What you need to do:
[1] Condense the paragraph of the article on Canadian telemarketing rules below that begins "In Canada, telemarketers must comply" into a short bulleted list that keeps its main facts.
[2] According to the article on Canadian telemarketing rules below, why do organizations that turn to cold calling to avoid anti-spam compliance do so at their peril? Answer in one to three sentences.
[3] Reproduce everything in the article on Canadian telemarketing rules below, from "Lisa R. Lifshitz" down to "from legal censure.".

Reading passage:
Hello? It’s not just e-mail . . .

Lisa R. Lifshitz
As Canadian and foreign companies that do business in Canada continue to struggle with the complexities of Canda’s Anti-Spam Legislation compliance, some organizations are tempted to just reach for their phones instead and do some old-fashioned “cold calling,” believing themselves immune from legal censure.

However, they do so at their peril, because the same organization overseeing the enforcement of CASL, the Canadian Radio-television and Telecommunications Commission, also enforces rules against “unsolicited telecommunications,” specifically telemarketing phone calls targeting consumers for the purpose of selling or promoting products and services.

In Canada, telemarketers must comply with the Telecommunications Act and the Unsolicited Telecommunications Rules, which consist of the National Do Not Call List Rules and Telemarketing Rules. And unlike CASL, which has been the subject of very few notices of violations to date, the CRTC appears to be actively enforcing the Unsolicited Telecommunications Rules, and levying fines with rigour.

Data excerpts:

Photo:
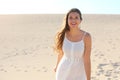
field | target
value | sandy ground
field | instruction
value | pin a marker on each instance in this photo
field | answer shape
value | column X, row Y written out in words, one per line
column 26, row 46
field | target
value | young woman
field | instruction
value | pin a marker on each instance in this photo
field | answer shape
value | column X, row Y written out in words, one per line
column 74, row 48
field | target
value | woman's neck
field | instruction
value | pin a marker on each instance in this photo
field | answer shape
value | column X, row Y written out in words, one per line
column 74, row 32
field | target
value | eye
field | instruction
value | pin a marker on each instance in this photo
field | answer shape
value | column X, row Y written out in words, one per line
column 70, row 17
column 77, row 17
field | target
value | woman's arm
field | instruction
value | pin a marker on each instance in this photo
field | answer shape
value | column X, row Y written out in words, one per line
column 87, row 53
column 60, row 55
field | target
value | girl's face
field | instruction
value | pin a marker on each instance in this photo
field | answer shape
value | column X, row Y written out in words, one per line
column 74, row 20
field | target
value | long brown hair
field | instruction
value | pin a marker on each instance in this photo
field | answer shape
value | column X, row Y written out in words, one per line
column 61, row 34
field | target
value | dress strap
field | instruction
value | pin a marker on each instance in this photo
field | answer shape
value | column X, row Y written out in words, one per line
column 84, row 35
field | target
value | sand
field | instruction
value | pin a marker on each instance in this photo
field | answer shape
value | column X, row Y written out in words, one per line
column 26, row 45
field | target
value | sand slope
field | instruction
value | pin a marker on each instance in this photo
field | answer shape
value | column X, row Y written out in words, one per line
column 26, row 46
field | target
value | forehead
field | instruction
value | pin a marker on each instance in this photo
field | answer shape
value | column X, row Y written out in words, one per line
column 73, row 14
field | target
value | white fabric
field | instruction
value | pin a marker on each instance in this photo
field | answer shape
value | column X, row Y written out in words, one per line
column 71, row 66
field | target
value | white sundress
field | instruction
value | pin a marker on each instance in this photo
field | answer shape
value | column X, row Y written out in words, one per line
column 71, row 66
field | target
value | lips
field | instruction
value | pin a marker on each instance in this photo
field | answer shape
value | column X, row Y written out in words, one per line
column 73, row 23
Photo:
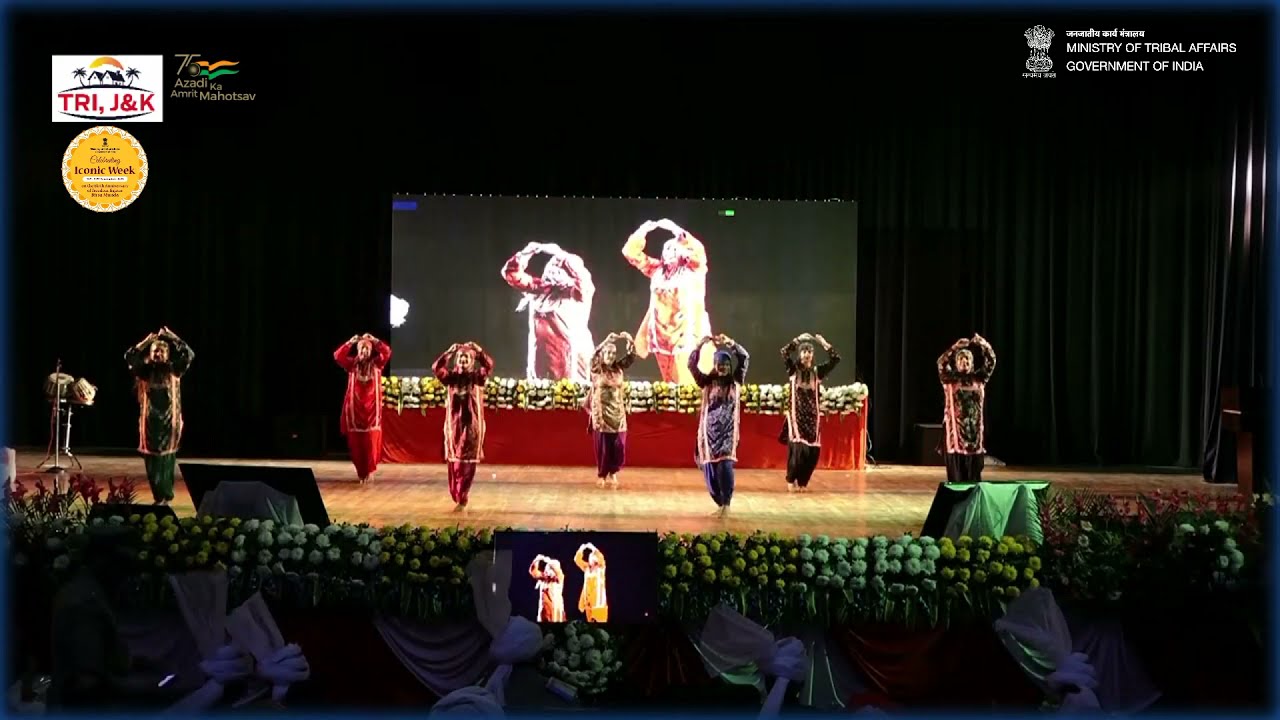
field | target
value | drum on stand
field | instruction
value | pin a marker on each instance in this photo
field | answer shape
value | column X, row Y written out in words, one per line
column 82, row 392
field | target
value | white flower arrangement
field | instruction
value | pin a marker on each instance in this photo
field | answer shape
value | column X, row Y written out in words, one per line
column 402, row 393
column 581, row 655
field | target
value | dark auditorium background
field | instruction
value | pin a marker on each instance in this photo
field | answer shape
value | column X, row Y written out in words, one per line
column 1104, row 231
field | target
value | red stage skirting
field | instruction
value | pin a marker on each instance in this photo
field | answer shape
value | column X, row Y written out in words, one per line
column 654, row 440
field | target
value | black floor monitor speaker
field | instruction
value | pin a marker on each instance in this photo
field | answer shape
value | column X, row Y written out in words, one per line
column 105, row 510
column 297, row 482
column 928, row 443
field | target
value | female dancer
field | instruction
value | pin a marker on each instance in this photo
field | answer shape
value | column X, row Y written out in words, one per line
column 158, row 365
column 594, row 601
column 607, row 404
column 560, row 306
column 364, row 358
column 964, row 386
column 677, row 297
column 551, row 588
column 804, row 415
column 464, row 369
column 721, row 415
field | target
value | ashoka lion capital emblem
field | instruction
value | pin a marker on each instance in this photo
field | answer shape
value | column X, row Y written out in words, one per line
column 1038, row 39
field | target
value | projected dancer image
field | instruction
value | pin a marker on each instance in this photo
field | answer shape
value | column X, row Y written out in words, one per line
column 158, row 364
column 721, row 415
column 803, row 431
column 560, row 308
column 677, row 297
column 607, row 406
column 964, row 387
column 364, row 358
column 594, row 601
column 462, row 369
column 551, row 588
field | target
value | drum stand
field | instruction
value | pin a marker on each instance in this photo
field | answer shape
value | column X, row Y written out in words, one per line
column 62, row 440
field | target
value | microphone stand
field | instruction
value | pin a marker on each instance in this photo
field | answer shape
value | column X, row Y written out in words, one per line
column 58, row 423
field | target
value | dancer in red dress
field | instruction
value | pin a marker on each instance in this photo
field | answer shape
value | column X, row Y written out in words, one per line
column 464, row 369
column 364, row 358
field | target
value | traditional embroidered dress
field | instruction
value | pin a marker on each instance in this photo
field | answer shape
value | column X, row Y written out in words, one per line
column 964, row 396
column 560, row 308
column 607, row 406
column 804, row 413
column 551, row 592
column 677, row 317
column 362, row 405
column 464, row 418
column 594, row 601
column 159, row 391
column 720, row 422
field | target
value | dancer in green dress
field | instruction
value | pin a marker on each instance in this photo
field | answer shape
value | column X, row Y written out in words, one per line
column 158, row 365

Answers to the problems:
[1]
- Canadian telemarketers must comply with the Telecommunications Act and the Unsolicited Telecommunications Rules.
- Those rules consist of the National Do Not Call List Rules and the Telemarketing Rules.
- Unlike CASL, which has drawn very few notices of violations so far, the Unsolicited Telecommunications Rules appear to be actively enforced by the CRTC, which levies fines with rigour.

[2] They take a risk because the Canadian Radio-television and Telecommunications Commission, which oversees enforcement of CASL, also enforces rules against unsolicited telecommunications. These rules specifically cover telemarketing calls to consumers that sell or promote products and services.

[3]
Lisa R. Lifshitz
As Canadian and foreign companies that do business in Canada continue to struggle with the complexities of Canda’s Anti-Spam Legislation compliance, some organizations are tempted to just reach for their phones instead and do some old-fashioned “cold calling,” believing themselves immune from legal censure.